It's tough to have an ailing parent/parents, I'm grateful every day for the people in my life that support me and my sister, care for us, and hold us on days that get too much.
Shoutout to others in similar situations, we're here, holding flashlights in the tunnel, until we see the light!
We the Children with an ailing parent or parents wake up each day and go to war.
Mostly with ourselves.
Some days it’s because we feel inadequate, on others, it’s because we feel like we’ve failed and most days it’s out of sheer helplessness.
We try our best you know, to be there, to help, to try and make sense as to why our parents. And we don’t have an answer and on so many occasions we don’t even have the solution.
We go through life trying to see the light at the end of the tunnel.
Many have commented with sympathy and empathy in their hearts for us, that our parent’s illness took away our youth, or our 20s, or our careers, but that is not true.
------
[THINGS TO DO]
1) Print the passage about having an ailing parent word for word, starting at "We the Children" and ending at "have the solution.".
2) Write what comes next in the passage about having an ailing parent, picking up after its final sentence.
None of the stored lines are needed.

[Stored records]
------
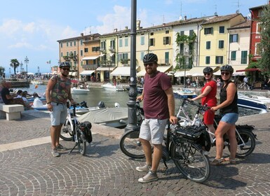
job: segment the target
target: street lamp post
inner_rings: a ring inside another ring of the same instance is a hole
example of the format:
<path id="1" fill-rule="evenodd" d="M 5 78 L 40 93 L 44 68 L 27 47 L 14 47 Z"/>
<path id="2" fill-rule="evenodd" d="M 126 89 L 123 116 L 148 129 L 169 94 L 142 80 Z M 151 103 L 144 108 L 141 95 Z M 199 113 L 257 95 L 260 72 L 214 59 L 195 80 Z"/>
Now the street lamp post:
<path id="1" fill-rule="evenodd" d="M 27 58 L 27 56 L 26 56 L 25 59 L 25 63 L 26 64 L 26 80 L 28 81 L 28 74 L 27 74 L 27 64 L 29 62 L 29 59 Z"/>

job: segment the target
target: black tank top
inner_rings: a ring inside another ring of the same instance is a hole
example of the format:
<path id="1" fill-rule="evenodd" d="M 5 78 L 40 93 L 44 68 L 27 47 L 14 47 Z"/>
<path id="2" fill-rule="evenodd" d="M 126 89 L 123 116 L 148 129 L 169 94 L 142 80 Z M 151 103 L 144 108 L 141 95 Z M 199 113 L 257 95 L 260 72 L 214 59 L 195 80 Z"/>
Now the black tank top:
<path id="1" fill-rule="evenodd" d="M 229 81 L 225 86 L 222 87 L 222 89 L 220 90 L 220 104 L 225 102 L 227 98 L 227 88 L 228 87 L 228 85 L 230 83 L 232 83 L 232 81 Z M 237 106 L 237 99 L 238 99 L 238 96 L 237 96 L 237 90 L 236 90 L 236 94 L 234 94 L 234 98 L 233 102 L 230 105 L 229 105 L 229 106 L 227 106 L 223 108 L 221 108 L 220 109 L 220 113 L 221 114 L 225 114 L 225 113 L 238 113 L 238 107 Z"/>

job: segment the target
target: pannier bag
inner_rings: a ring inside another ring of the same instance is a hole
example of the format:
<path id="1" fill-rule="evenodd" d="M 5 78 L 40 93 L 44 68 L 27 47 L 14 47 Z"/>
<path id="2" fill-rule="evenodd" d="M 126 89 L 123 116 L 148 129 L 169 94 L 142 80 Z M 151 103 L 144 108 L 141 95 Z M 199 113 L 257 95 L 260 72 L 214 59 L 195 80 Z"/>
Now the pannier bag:
<path id="1" fill-rule="evenodd" d="M 93 141 L 91 128 L 92 124 L 88 121 L 81 123 L 81 130 L 84 134 L 86 140 L 88 143 L 90 143 Z"/>

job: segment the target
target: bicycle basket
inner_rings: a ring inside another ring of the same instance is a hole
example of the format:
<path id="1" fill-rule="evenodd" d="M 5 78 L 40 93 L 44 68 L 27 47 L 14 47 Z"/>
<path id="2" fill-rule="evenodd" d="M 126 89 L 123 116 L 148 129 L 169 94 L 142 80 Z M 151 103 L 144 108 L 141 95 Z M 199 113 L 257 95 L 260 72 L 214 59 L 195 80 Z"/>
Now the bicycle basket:
<path id="1" fill-rule="evenodd" d="M 81 130 L 84 134 L 84 136 L 87 142 L 88 143 L 92 142 L 93 138 L 92 138 L 92 132 L 91 132 L 91 128 L 92 128 L 91 122 L 88 121 L 85 121 L 81 123 L 80 128 L 81 128 Z"/>

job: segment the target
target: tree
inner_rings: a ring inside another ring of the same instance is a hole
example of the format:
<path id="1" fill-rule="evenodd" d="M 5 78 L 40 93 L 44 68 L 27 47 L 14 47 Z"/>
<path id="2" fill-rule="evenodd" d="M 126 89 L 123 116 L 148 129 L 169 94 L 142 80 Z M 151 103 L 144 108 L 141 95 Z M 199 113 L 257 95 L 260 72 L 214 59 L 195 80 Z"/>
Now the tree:
<path id="1" fill-rule="evenodd" d="M 14 69 L 14 76 L 16 76 L 16 69 L 20 66 L 20 62 L 17 59 L 13 59 L 11 60 L 11 66 L 13 67 Z"/>
<path id="2" fill-rule="evenodd" d="M 4 73 L 5 73 L 5 68 L 0 66 L 0 77 L 3 77 Z"/>
<path id="3" fill-rule="evenodd" d="M 262 58 L 259 64 L 264 73 L 270 75 L 270 5 L 267 4 L 263 9 L 261 22 L 261 43 L 259 48 Z"/>

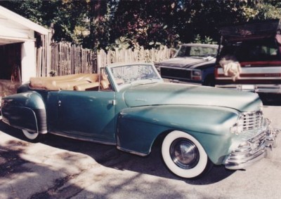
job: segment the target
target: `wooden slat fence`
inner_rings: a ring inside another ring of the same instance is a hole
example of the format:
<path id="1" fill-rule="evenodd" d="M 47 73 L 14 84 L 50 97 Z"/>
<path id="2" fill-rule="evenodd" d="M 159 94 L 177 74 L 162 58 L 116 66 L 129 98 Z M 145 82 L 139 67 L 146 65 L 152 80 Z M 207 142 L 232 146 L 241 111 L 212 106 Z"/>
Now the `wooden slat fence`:
<path id="1" fill-rule="evenodd" d="M 138 50 L 121 49 L 95 53 L 80 46 L 70 43 L 53 43 L 51 73 L 49 75 L 62 76 L 79 73 L 97 73 L 100 67 L 116 62 L 159 62 L 169 59 L 171 50 L 164 47 L 162 50 Z M 49 76 L 47 74 L 47 76 Z"/>
<path id="2" fill-rule="evenodd" d="M 79 73 L 95 73 L 96 55 L 81 46 L 55 43 L 52 46 L 51 75 L 62 76 Z"/>

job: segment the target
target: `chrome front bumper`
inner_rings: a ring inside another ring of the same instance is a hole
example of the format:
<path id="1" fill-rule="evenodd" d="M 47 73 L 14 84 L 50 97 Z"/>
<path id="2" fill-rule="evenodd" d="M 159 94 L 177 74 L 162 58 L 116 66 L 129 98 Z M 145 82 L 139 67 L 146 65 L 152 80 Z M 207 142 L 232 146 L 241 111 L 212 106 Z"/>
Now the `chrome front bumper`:
<path id="1" fill-rule="evenodd" d="M 270 128 L 240 144 L 226 157 L 226 168 L 240 170 L 263 158 L 270 158 L 273 148 L 277 145 L 277 137 L 280 132 L 280 130 Z"/>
------
[RESPONSES BY TASK]
1)
We the Children with an ailing parent or parents wake up each day and go to war.
Mostly with ourselves.
Some days it’s because we feel inadequate, on others, it’s because we feel like we’ve failed and most days it’s out of sheer helplessness.
We try our best you know, to be there, to help, to try and make sense as to why our parents. And we don’t have an answer and on so many occasions we don’t even have the solution.

2)
I’ll tell you exactly what it took -it took away our chance to see our parents enjoy their retirement, it took away family meals, it took away family vacations, it literally sucked the happiness out of our lives, it made us vulnerable, it took away the simple things and that’s what makes it so so hard.
We the Children with an ailing parent or parents, get through each day compartmentalising our emotions, waking up, and deciding that we won’t let that illness take any more from us. But those are just the good days, often few and far apart.
Our days consist of a myriad of feelings ranging from defeat to anger, hurt to sometimes even being enraged. We’re exhausted from recounting how our mom or dad declined or was diagnosed, we are numb to suggestions, we are in a constant state of panic, a simple phone call sometimes can throw us off.
We the children with ailing parents have the broadest smiles, not because we are always happy, but because that’s the only thing we can control. We try hard to excel in everything we do, sometimes to prove to the world that we are not defined by that illness, but mostly for ourselves, to drown away our own thoughts that sometimes get bigger and louder than our voices of reasons.
Everyone asks us how our parent/parents are, but not many stop to ask us how we are.
We the Children with an ailing parent or parents, just want to be held some days and reassured that - it will get better, even if sometimes that is a lie.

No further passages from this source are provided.